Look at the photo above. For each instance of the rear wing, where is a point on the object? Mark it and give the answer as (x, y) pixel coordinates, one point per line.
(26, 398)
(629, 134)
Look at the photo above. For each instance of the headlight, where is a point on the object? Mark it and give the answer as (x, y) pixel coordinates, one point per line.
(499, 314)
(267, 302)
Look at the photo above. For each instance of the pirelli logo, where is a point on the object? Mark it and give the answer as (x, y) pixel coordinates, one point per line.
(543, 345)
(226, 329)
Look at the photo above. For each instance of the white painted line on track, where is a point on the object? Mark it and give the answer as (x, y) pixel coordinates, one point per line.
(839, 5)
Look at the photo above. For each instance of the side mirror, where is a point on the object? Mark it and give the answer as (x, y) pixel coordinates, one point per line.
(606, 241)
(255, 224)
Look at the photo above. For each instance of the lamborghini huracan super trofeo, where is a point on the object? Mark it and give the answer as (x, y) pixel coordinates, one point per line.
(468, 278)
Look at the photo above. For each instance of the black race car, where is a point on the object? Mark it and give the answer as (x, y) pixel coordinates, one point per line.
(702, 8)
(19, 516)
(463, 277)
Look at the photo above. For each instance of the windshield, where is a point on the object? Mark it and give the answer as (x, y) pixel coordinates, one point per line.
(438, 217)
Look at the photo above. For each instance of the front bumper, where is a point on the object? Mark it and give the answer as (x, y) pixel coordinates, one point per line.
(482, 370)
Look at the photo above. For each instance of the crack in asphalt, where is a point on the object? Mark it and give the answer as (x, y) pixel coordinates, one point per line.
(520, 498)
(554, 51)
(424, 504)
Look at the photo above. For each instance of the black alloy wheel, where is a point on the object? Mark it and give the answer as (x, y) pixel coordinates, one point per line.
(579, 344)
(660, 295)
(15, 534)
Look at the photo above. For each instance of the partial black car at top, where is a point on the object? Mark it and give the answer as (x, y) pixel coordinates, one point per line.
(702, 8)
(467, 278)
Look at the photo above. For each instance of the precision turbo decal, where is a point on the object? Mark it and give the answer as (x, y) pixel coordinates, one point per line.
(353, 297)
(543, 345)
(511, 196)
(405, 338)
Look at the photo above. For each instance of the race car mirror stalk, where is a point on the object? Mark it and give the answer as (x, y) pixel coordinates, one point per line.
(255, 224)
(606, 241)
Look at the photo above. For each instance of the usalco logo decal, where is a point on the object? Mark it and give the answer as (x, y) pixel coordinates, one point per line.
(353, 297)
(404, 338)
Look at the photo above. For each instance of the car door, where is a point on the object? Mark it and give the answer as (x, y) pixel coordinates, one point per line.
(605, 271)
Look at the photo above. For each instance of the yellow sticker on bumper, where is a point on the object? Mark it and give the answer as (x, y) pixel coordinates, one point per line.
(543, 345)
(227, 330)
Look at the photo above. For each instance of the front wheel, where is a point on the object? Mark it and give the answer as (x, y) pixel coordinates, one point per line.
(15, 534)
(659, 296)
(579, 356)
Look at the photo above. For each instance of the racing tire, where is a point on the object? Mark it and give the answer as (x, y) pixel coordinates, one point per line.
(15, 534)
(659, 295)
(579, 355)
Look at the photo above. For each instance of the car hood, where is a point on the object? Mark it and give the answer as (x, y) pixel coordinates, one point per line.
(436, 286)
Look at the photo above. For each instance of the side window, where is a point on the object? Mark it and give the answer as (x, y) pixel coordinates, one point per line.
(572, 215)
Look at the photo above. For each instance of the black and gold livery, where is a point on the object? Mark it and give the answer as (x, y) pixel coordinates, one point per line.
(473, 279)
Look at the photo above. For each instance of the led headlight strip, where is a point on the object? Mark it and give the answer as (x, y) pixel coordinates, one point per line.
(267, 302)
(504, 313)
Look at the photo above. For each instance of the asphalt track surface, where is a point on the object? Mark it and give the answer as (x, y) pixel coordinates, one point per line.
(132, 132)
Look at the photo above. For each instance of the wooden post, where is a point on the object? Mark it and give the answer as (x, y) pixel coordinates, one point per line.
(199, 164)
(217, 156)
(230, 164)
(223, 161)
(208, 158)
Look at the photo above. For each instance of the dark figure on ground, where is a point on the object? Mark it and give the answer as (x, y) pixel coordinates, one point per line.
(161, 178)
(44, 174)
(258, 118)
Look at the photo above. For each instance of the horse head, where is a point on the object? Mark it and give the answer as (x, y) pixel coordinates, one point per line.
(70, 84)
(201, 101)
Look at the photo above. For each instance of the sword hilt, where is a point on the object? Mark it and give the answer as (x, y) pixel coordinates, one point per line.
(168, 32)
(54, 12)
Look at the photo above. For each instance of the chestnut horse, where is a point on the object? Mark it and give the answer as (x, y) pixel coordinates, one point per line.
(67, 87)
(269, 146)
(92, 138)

Goal: Would you give the material above again, complete and exact?

Reply to the exercise:
Look at the photo above. For each instance of the rear wing, where is a point on the object? Mark it and give the answer as (x, y) pixel coordinates, one point per line.
(26, 398)
(629, 134)
Look at the photo above. For each instance of the headlight, where is a point on the object? Mark it and give the answer as (x, y) pixel coordinates, one point per line.
(499, 314)
(267, 302)
Look at the photo above. For each instance of the pirelli logo, where is a point on the object? Mark it and give the answer as (x, y) pixel coordinates, one point per line.
(543, 345)
(226, 329)
Look at the photo above. For each instance of the white painted line on track, where is a point on the object? Mark it and give the answer as (x, y) pixel coordinates, one point per line.
(839, 5)
Look at the photo above. For each instance of the side mirror, where is a point on the object? Mark it and give the answer as (x, y) pixel coordinates, one point per line.
(606, 241)
(255, 224)
Look at the photo above. For each instance of the lamborghini huracan super trofeo, where is a point on the object? Mark it and give the answer as (x, y) pixel coordinates, one point per line.
(468, 278)
Look at the photo above. For each instance of the black race car, where is a point on the object? Mark it and give the answer as (x, y) pixel coordinates, one point per line.
(702, 8)
(19, 516)
(463, 277)
Look at the photo above. For each instance of the windshield, where is a point on the object? Mark it and give the answer as (x, y) pixel coordinates, one point per line.
(438, 217)
Look at the photo above. For each instance of the front bumper, where is a point on the object? Mark it and give the answer as (x, y) pixel coordinates, one point per line.
(482, 370)
Look at the photo above. For each instance of the crack in asphalt, where is a point on the object? Mark it and give the answer as (x, y) pixel coordinates, one point per line.
(520, 498)
(554, 51)
(424, 504)
Look at the photo above. For each instance of the black alloy wheel, where is a point on the object? Mark it and give the answer as (x, y) pixel coordinates, one point per line.
(579, 344)
(660, 295)
(15, 534)
Look at the photo above. For each instance of the partial black car at top, where is a point on the object? Mark it and give the answer as (x, y) pixel coordinates, one point per line.
(702, 8)
(467, 278)
Look at the photo above. For each instance of the precision turbo decal, where is a point on the object? Mark it and give the answer as (x, y) pixel coordinates, one point per line.
(353, 297)
(543, 345)
(511, 196)
(405, 338)
Look at the photo above. For each instance of the race car mirror stalk, where is a point on the object? Mark it and give the answer as (x, y) pixel coordinates, one point per line.
(255, 224)
(606, 241)
Look at the photo above. For each instance of the usalco logo decal, where is a point on the object? Mark it and give the answer as (x, y) pixel coordinates, one point per line.
(353, 297)
(404, 338)
Look at the photo above. For each instance of the car door, where is a point on the object? Mark it and give the answer as (x, y) pixel coordinates, one point per line.
(605, 271)
Look at the photo above. For each instance of the yellow sticker on bumper, where is a point on the object? Mark it and give the answer as (x, y) pixel coordinates, one point per line.
(543, 345)
(227, 330)
Look at the photo above. For each instance of the front wheel, where is a point on the object? Mark it and give the answer as (x, y) pixel coordinates, one point per line.
(15, 534)
(659, 296)
(579, 356)
Look at the photo above. For each instance of the racing tire, where is a point on the object? Mark it and give the answer as (x, y) pixel coordinates, one point per line.
(15, 534)
(659, 295)
(579, 355)
Look at the photo above. For each instance of the car hood, where is a point on the object? Mark it and give the answer as (x, y) pixel coordinates, one point per line.
(436, 286)
Look at the photo above. For each instance of the side window, where is a point on the object? Mark it and give the answer as (x, y) pixel coordinates, one point per line.
(572, 215)
Look at the photo above. For each instance of the black and gold livery, where is a point on the object? Mark it and give the answer as (x, y) pixel coordinates, one point per line.
(473, 279)
Look at the photo above. For each instance of the led headlight strip, where is a point on the object? Mark it and give the answer as (x, y) pixel coordinates, one point per line.
(267, 302)
(504, 313)
Look at the photo above. For each instance of the asphalt track surface, where is a point on the object? Mark it and give the answer as (x, y) pixel coordinates, one point per line.
(132, 132)
Look at the photo above. For each instance of the wooden post, where is a point on the object? Mark it and give the answer as (x, y) pixel coordinates, one point per line.
(199, 164)
(217, 156)
(230, 164)
(223, 161)
(208, 158)
Look at the photo above. For each instance of the dark figure on ground, where is a point on the object? Mark it and give the answer as (x, y) pixel coordinates, one point per line.
(161, 178)
(44, 174)
(258, 118)
Look at the photo above. For each instance of the horse head, where is a point on the object? Mark it and give the answer as (x, y) pixel coordinates, one point per line.
(70, 84)
(201, 101)
Look at the photo above. For each instance of the sword hilt, where is a point on the object? Mark it and give the answer as (x, y) pixel coordinates, one point per line.
(168, 32)
(54, 12)
Look at the photo above. For each instance of the chestnut horse, where is a point on the object? Mark it and give the answer as (x, y) pixel coordinates, one point per line.
(67, 87)
(269, 146)
(92, 138)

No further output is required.